### WHAT IS EXPECTED
Put all of the material below into a two-column CSV with the headers label_text and points. Give one row for each passage of text, with the coordinate pairs that follow it in points, quote every field, replace line breaks with spaces, and leave the pictures out.
• • • • • • •
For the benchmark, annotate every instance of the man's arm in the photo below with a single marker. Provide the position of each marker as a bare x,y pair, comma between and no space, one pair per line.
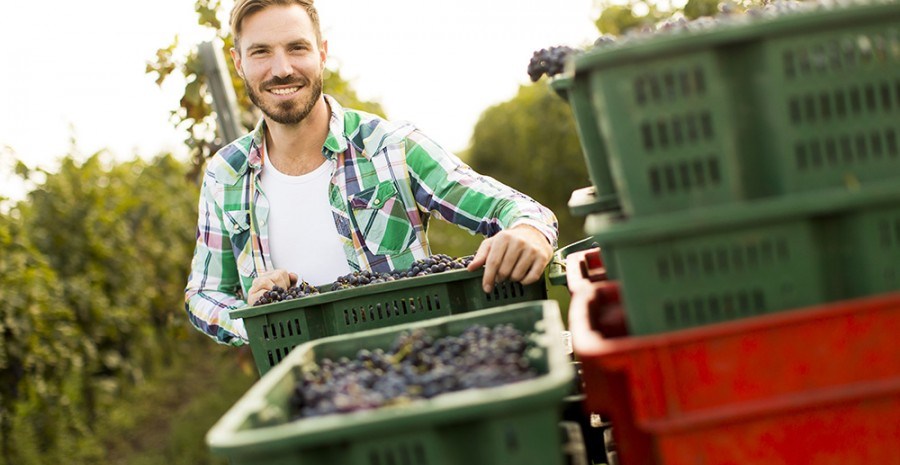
521,232
213,285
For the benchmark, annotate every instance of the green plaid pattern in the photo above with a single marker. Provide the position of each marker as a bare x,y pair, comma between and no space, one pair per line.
390,179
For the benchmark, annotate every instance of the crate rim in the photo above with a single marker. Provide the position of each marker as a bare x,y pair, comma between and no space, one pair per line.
606,228
329,296
745,29
224,436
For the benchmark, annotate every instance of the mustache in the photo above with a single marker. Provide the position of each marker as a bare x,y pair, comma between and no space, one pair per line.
284,81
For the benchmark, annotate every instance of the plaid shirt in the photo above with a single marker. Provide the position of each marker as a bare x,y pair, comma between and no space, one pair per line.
388,181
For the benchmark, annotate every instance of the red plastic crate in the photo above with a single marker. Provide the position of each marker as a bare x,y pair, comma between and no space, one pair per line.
814,386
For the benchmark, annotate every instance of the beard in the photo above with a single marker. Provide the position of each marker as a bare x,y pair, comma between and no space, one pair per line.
287,112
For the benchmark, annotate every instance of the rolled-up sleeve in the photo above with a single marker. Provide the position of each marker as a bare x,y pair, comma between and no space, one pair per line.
445,186
213,287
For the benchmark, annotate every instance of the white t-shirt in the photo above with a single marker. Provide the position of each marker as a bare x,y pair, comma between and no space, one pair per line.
302,234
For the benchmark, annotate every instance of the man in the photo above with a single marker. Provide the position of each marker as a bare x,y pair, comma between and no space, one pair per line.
317,191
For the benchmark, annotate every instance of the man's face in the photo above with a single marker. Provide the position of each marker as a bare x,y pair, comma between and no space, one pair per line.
281,62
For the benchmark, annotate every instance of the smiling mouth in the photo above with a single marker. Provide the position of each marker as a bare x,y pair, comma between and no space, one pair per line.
284,90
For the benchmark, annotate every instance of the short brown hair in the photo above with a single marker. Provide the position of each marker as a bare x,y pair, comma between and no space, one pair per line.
244,8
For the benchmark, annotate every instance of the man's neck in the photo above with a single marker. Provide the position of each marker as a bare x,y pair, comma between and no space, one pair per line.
297,149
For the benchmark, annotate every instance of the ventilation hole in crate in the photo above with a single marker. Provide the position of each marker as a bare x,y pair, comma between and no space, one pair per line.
885,94
693,264
890,138
722,259
855,101
685,83
699,174
825,106
662,269
788,60
693,134
640,92
677,132
655,91
871,104
862,149
511,439
809,108
647,136
699,80
655,183
815,154
669,314
794,111
875,143
831,152
840,103
662,133
677,266
669,174
685,172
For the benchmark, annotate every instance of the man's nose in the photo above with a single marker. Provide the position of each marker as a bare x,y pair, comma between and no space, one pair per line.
281,65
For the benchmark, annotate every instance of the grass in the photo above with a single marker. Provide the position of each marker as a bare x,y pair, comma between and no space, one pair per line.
166,420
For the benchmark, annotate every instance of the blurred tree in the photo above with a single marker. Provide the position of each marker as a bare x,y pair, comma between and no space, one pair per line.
530,143
195,112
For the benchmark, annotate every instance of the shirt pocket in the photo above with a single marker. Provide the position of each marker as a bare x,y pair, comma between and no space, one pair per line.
237,223
382,218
• • • • • • •
### THE RESPONSE
label_text,points
"For the benchmark, annotate every instance of the man's arm in the photo below with a single marker. Provide the position of each marker as a bare x,y pair, comma between and no space, one pair per line.","521,232 213,285"
"For the benchmark, annotate every instance of the green plaid pattern in the photo above with a single marker. Provide the position of each marker as a bare x,y pair, comma between and no space, one pair per line.","390,179"
"For the benchmark, annotate every instance of the crate rim in the photo above with a single marker. Provide the position of each marker as a bare x,y pair, comma between and no space, one pair per line.","606,228 329,296 745,29 224,436"
"For the benchmark, annotate every instance of the mustache in the photo above with a single marker. Provide the position of each marker as a bare x,y pair, comma between and no space, one pair per line.","284,81"
"For the benchmark, annotate every instance of the plaid shirt in the photo above with a single marker. Provide the position of each marker as a bare x,y pair, comma between and no space, one pair per line.","388,181"
"For the benchmark, annotate every instance of the red plastic crate in the photo above with a single marker. Provide the position of each marker as a bare x,y pair, comma between and no space, one pair per line.","814,386"
"For the benchmark, annotate every instance of the beard in the photo above with a single marker. Provide the position of each marker as a bare x,y pair, comma between and no space, one pair per line.","287,112"
"For the benchmark, annotate every instance of the rolled-up sleeve in the photo above with a single marker. Provide the position of each marker as a bare x,y pair, comma between and no space, one pair per line.","445,186 213,287"
"For the benchmark, annotate every instance of the white t-shirt in the photo above with a single marker. Provide the position of each marker as a bare x,y pair, comma between and no space, one pair per line.","302,234"
"For the benchmark, annotate every instance of the man in the photo above with a single marker. Provide the position of each marker as a bare x,y pair, comma between and no space, one pair per line.","317,191"
"For the benchmark, annotate every instance of the man's face in the photo above with a single marker. Provide the position of each marker as a bare x,y pair, comma between and no space, one pair per line.","281,62"
"For the benchmark, annotate every instance of the smiling mouth in the photo above with a single marker. Provide the position of each marker as a bare x,y pair, comma between and no space, one pair per line.","284,90"
"For the benchmark, annotate every instance of the short brown hair in the photo above with a single marker. Provide the position of each marker as a bare x,y pair, comma between and no space, one pair per line.","244,8"
"For the benchmark, annotate every instance of the man's neck in the photo above with a single marker. Provide the position of each marker as a bare x,y pair, comma between and no space, one pair per line.","297,149"
"For the benchmark, annotate every instance of the ventilation hole in crate in the photo above with a single marker. Provide the position of each marker as a bare x,y pair, comma between and no space, one pair per line.","885,94 693,264 890,138 722,259 855,101 685,83 699,174 825,106 662,269 788,60 693,134 640,92 677,132 655,91 871,104 862,149 511,439 809,108 647,136 699,80 655,183 815,154 669,314 794,111 875,143 831,152 840,103 662,133 677,266 669,174 685,172"
"For the benchmark, annotate every instance of the man's nose in the photo above with a single marker. Provide the position of each marker as a bare x,y pair, comma between and no space, one pair per line.","281,65"
"For the benchmark, annotate every instance of the grass in the photo above with a single marker. Provide the position of each marker as a bare x,y pair, comma between and no space, one pair per line.","166,420"
"For the benchmark, annotate every instance of the blurred tree in the photo above with a single marker. Provide the position of each marker as a bare x,y pair, comma between and no space, one pair per line.","530,143 195,112"
"For the benchmark, annotate every instance of the shirt pocket in the photo above with a single marker. Provide the position of each marker as a bare x,y pair, comma between and no space, one pair per line.","237,223 382,218"